Short exercise. Reproduce every one of the following lines word for word, in the same order.

Data provided.
%%
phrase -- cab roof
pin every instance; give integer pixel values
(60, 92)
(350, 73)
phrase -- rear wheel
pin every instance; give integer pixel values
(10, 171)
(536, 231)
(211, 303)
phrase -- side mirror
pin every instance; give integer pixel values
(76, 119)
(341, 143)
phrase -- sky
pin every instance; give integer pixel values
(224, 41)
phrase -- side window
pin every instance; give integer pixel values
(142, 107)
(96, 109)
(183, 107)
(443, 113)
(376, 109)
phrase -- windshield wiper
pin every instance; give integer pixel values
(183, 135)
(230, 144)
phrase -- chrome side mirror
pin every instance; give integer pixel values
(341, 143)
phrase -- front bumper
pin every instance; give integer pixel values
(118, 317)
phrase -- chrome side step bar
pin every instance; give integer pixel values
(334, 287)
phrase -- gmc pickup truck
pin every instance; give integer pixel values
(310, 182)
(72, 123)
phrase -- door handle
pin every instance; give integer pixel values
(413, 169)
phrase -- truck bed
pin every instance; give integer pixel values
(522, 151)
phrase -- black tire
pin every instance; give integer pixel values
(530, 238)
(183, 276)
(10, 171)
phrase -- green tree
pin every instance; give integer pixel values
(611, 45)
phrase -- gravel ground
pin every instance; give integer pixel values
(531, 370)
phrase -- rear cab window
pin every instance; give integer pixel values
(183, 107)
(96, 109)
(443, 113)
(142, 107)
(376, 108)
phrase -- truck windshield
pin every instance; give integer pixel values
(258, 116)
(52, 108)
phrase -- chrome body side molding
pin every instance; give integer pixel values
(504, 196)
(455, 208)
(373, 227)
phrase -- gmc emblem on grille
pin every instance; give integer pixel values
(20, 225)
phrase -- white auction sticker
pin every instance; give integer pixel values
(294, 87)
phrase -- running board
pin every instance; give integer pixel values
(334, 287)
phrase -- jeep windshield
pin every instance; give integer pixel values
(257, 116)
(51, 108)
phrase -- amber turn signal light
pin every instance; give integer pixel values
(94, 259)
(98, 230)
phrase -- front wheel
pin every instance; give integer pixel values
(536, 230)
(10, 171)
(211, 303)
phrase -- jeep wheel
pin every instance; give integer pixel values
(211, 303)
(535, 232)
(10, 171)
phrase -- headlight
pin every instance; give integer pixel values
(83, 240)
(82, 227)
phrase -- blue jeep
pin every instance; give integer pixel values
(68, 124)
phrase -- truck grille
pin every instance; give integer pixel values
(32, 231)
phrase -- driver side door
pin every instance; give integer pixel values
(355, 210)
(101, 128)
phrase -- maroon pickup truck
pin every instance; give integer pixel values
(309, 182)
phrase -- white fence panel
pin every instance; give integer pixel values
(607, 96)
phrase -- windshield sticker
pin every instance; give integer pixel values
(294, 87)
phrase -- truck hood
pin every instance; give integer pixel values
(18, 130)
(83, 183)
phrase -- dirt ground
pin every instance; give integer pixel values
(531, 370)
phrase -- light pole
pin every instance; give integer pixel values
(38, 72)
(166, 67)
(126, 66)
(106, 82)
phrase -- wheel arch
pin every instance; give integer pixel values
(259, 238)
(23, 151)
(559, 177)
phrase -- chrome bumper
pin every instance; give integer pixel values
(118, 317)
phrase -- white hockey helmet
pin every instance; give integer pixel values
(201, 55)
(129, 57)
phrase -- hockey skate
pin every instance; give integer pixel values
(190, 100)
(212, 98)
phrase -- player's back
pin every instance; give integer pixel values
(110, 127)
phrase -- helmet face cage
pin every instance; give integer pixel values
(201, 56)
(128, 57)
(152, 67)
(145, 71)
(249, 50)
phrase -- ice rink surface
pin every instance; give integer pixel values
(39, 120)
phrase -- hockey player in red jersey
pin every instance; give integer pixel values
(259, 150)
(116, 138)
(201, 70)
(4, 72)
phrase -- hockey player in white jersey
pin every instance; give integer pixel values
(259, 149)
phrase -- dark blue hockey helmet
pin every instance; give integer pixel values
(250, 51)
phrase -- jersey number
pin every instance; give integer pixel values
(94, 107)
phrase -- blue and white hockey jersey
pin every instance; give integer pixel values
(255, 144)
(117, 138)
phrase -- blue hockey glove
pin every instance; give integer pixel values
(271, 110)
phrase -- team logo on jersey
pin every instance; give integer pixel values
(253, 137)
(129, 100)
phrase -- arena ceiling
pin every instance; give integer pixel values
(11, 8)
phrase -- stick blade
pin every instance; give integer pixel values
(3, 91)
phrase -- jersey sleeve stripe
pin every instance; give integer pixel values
%%
Finished task.
phrase -- cab roof
pin every instance; give integer pixel values
(60, 92)
(350, 73)
phrase -- rear wheel
pin every instance; give integer pixel values
(10, 171)
(536, 231)
(211, 303)
phrase -- side mirror
pin every instance; give integer pixel values
(76, 119)
(341, 143)
phrase -- sky
pin every instance; give integer pixel values
(224, 41)
phrase -- side window
pin every instance; give integer pixel values
(142, 107)
(96, 109)
(183, 107)
(443, 113)
(376, 109)
phrase -- windshield wiper
pin every instance; give integer pixel values
(183, 135)
(230, 144)
phrase -- chrome side mirror
pin every instance; give integer pixel values
(341, 143)
phrase -- front bumper
pin every instance; give integer pixel values
(118, 317)
phrase -- chrome side step bar
pin every instance; give integer pixel values
(334, 287)
phrase -- gmc pickup truck
pin every instance; give integer pixel values
(310, 182)
(72, 123)
phrase -- door handle
pin every instance; give integer pixel values
(413, 169)
phrase -- truck bed
pin every instance; give integer pixel values
(522, 151)
phrase -- black tire
pin every instance; give integer pixel values
(530, 238)
(183, 276)
(10, 171)
phrase -- green tree
pin every instance; give integer pixel values
(611, 45)
phrase -- gravel ground
pin every instance; give integer pixel values
(531, 370)
phrase -- rear cab window
pin every instance; give integer pixel values
(183, 107)
(96, 109)
(443, 113)
(142, 107)
(376, 108)
phrase -- truck windshield
pin every instance; give integer pixel values
(258, 116)
(52, 108)
phrase -- chrome body side molding
pin every instance; give integer pixel values
(504, 196)
(455, 208)
(373, 227)
phrase -- gmc emblem on grille
pin every instance; give integer pixel values
(20, 225)
phrase -- white auction sticker
pin every instance; give integer pixel values
(294, 87)
phrase -- running board
pin every instance; give integer pixel values
(334, 287)
phrase -- jeep windshield
pin every instance; give integer pixel values
(257, 116)
(51, 108)
phrase -- amber turn signal light
pin every instance; give integer pixel values
(94, 259)
(98, 230)
phrase -- front wheel
pin every instance; give integer pixel values
(536, 230)
(10, 171)
(211, 303)
phrase -- jeep wheel
pin every instance; give integer pixel values
(211, 303)
(535, 232)
(10, 171)
phrase -- headlight
pin every instance; give integer pixel values
(83, 240)
(82, 227)
phrase -- blue jeep
pin every instance; give integer pixel values
(68, 124)
phrase -- truck grille
pin every instance; give integer pixel values
(32, 231)
phrase -- driver side door
pin every instance; give integer pixel values
(355, 210)
(101, 128)
phrase -- maroon pickup truck
pin every instance; give integer pixel values
(309, 182)
phrase -- white fence panel
pin every instance; give integer pixel values
(607, 96)
phrase -- windshield sticker
pin every instance; give integer pixel values
(294, 87)
phrase -- truck hood
pin every instance; give integer pixel values
(18, 130)
(83, 183)
phrase -- dirt ground
pin every instance; give integer pixel values
(531, 370)
phrase -- light pole
pin every instance; give integer pixel values
(38, 72)
(166, 67)
(126, 66)
(106, 82)
phrase -- wheel arch
pin every instance; give integer pixel values
(259, 238)
(23, 151)
(559, 177)
phrase -- chrome bumper
pin every instance; give integer pixel values
(118, 317)
phrase -- white hockey helmet
pin every instance; give integer pixel values
(201, 55)
(129, 57)
phrase -- hockey skate
pin every instance; give integer pixel values
(190, 100)
(212, 98)
phrase -- player's back
pin every instance; give integer pixel values
(110, 127)
phrase -- helmet face cage
pin every instance; give integer pixel values
(201, 56)
(128, 57)
(152, 67)
(145, 71)
(249, 50)
phrase -- ice rink surface
pin every instance; give integer pixel values
(39, 120)
phrase -- hockey player in red jersey
pin every instance; give integer pixel values
(259, 150)
(116, 138)
(201, 70)
(4, 72)
phrase -- hockey player in white jersey
pin every instance; give integer pixel values
(259, 149)
phrase -- dark blue hockey helmet
pin every instance; give integer pixel values
(250, 51)
phrase -- jersey number
pin every instance; give integer pixel values
(94, 107)
phrase -- blue and white hockey jersey
pin every instance; give integer pixel values
(255, 144)
(117, 138)
phrase -- blue hockey glove
pin every instance; give integer pixel values
(271, 110)
phrase -- team logo on jersey
pin every instance; give integer pixel values
(253, 137)
(129, 100)
phrase -- arena ceiling
pin every instance; give integer pixel values
(11, 8)
phrase -- stick blade
pin every instance; give integer pixel values
(3, 91)
phrase -- jersey sleeve stripe
pin every instance; give integer pixel values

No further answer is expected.